**Description of the task**:
Retype, word for word, every line from the one holding "Target: dark sponsor banner" through the one holding "Where can the red" in the entries below, both included, and only those lines.

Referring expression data
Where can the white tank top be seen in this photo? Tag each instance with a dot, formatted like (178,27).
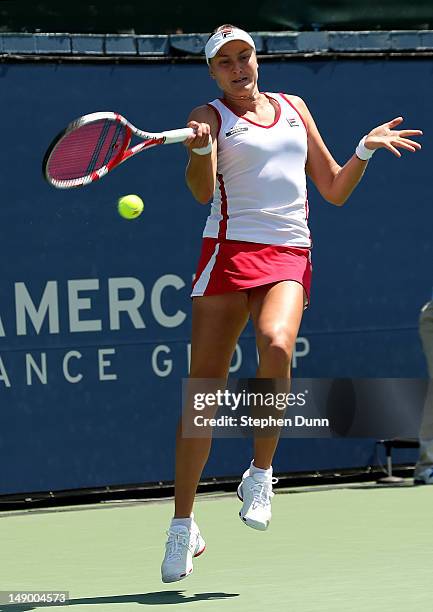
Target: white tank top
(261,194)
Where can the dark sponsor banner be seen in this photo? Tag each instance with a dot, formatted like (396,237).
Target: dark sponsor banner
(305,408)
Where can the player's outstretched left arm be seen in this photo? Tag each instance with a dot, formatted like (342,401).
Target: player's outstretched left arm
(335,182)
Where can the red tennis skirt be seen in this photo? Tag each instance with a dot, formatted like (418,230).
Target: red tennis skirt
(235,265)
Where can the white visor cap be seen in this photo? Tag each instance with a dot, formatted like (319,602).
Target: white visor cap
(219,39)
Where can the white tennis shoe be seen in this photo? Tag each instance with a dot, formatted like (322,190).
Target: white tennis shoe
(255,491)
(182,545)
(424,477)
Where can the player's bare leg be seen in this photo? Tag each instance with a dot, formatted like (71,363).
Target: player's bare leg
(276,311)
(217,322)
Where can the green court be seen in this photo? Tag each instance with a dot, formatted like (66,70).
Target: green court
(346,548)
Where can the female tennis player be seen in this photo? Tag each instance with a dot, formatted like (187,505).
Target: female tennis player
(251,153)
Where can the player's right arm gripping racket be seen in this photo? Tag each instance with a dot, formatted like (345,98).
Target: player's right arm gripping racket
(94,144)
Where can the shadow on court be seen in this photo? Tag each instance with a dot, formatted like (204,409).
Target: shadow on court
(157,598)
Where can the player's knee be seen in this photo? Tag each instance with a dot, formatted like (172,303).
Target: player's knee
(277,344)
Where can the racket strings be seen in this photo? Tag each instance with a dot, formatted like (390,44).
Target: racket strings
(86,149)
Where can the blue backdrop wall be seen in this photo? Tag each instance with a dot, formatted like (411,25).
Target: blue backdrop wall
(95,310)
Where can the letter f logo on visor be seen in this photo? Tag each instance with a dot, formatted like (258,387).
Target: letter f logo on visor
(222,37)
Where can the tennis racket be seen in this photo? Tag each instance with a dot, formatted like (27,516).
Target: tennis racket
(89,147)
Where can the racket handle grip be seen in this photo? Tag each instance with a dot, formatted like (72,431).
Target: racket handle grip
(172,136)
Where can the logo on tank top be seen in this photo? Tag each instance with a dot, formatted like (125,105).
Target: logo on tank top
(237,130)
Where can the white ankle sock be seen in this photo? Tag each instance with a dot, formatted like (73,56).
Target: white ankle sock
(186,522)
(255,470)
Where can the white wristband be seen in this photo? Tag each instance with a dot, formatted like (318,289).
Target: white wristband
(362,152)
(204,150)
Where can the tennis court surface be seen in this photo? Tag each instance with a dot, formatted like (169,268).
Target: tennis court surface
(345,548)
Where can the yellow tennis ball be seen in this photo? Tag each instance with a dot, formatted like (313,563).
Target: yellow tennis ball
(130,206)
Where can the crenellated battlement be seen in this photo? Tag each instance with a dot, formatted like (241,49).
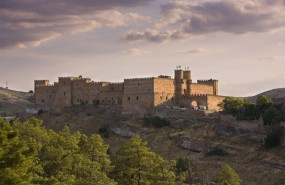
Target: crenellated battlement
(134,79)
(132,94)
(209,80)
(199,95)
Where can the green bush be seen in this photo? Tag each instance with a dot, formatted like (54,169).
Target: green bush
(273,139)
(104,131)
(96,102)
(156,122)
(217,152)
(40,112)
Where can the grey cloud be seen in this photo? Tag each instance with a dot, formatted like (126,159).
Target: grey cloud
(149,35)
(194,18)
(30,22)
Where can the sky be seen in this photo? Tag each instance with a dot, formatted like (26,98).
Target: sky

**Final answer**:
Target: dark sponsor banner
(305,408)
Where can the player's outstretched left arm be seen in this photo? Tag each instance with a dot, formatted like (342,401).
Target: player's outstretched left arm
(335,182)
Where can the red tennis skirt be seen in this photo? Tag each instance with a dot, formatted like (418,230).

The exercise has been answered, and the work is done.